[What the task asks]: Copy word for word the stretch of the DisplayPort regression message below from "Re: drm/msm: DisplayPort" through "the same time.".

[Page text]:
^^^^^^^^^^^^^^^^

Re: drm/msm: DisplayPort regressions in 6.8-rc1

From: Johan Hovold
Date: Sat Feb 17 2024 - 10:15:04 EST


On Wed, Feb 14, 2024 at 02:52:06PM +0100, Johan Hovold wrote:
> On Tue, Feb 13, 2024 at 10:00:13AM -0800, Abhinav Kumar wrote:
>
> > I do agree that pm runtime eDP driver got merged that time but I think
> > the issue is either a combination of that along with DRM aux bridge
> > https://patchwork.freedesktop.org/series/122584/ OR just the latter as
> > even that went in around the same time.
>
> Yes, indeed there was a lot of changes that went into the MSM drm driver
> in 6.8-rc1 and since I have not tried to debug this myself I can't say
> for sure which change or changes that triggered this regression (or
> possibly regressions).
>
> The fact that the USB-C/DP PHY appears to be involved
> (/soc@0/phy@88eb000) could indeed point to the series you mentioned.
>
> > Thats why perhaps this issue was not seen with the chromebooks we tested
> > on as they do not use pmic_glink (aux bridge).
> >
> > So we will need to debug this on sc8280xp specifically or an equivalent
> > device which uses aux bridge.
>
> I've hit the NULL-pointer deference three times now in the last few days
> on the sc8280xp CRD. But since it doesn't trigger on every boot it seems
> you need to go back to the series that could potentially have caused
> this regression and review them again. There's clearly something quite
> broken here.

Since Dmitry had trouble reproducing this issue I took a closer look at
the DRM aux bridge series that Abhinav pointed and was able to track
down the bridge regressions and come up with a reproducer. I just posted
a series fixing this here:

https://lore.kernel.org/lkml/20240217150228.5788-1-johan+linaro@xxxxxxxxxx/

As I mentioned in the cover letter, I am still seeing intermittent hard
resets around the time that the DRM subsystem is initialising, which
suggests that we may be dealing with two separate DRM regressions here
however.

If the hard resets are triggered by something like unclocked hardware,
perhaps that bit could this be related to the runtime PM rework?

Johan

^^^^^^^^^^^^^^^^

[Stored records]:
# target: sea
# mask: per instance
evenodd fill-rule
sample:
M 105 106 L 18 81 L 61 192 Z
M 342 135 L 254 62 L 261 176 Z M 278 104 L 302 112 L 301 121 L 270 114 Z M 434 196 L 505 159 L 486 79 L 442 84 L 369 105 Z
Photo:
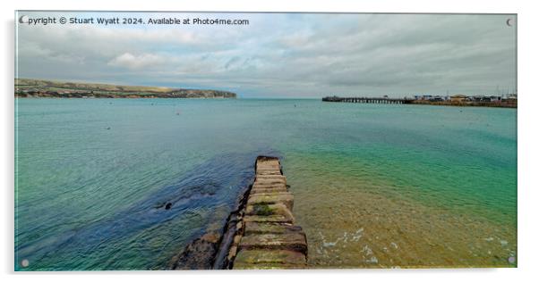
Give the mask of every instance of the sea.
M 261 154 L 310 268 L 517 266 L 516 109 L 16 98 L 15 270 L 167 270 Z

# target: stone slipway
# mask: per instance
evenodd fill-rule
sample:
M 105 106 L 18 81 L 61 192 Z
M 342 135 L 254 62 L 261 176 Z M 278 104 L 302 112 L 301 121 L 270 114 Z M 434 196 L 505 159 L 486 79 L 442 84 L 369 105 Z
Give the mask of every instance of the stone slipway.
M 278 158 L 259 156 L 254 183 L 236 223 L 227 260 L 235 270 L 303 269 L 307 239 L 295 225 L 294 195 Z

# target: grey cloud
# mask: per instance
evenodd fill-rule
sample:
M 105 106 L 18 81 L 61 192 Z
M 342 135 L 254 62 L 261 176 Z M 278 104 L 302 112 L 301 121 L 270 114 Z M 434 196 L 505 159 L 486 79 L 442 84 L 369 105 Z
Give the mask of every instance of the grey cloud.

^^^^^^^^^^^^^^^^

[Exercise result]:
Re: drm/msm: DisplayPort regressions in 6.8-rc1

From: Johan Hovold
Date: Sat Feb 17 2024 - 10:15:04 EST


On Wed, Feb 14, 2024 at 02:52:06PM +0100, Johan Hovold wrote:
> On Tue, Feb 13, 2024 at 10:00:13AM -0800, Abhinav Kumar wrote:
>
> > I do agree that pm runtime eDP driver got merged that time but I think
> > the issue is either a combination of that along with DRM aux bridge
> > https://patchwork.freedesktop.org/series/122584/ OR just the latter as
> > even that went in around the same time.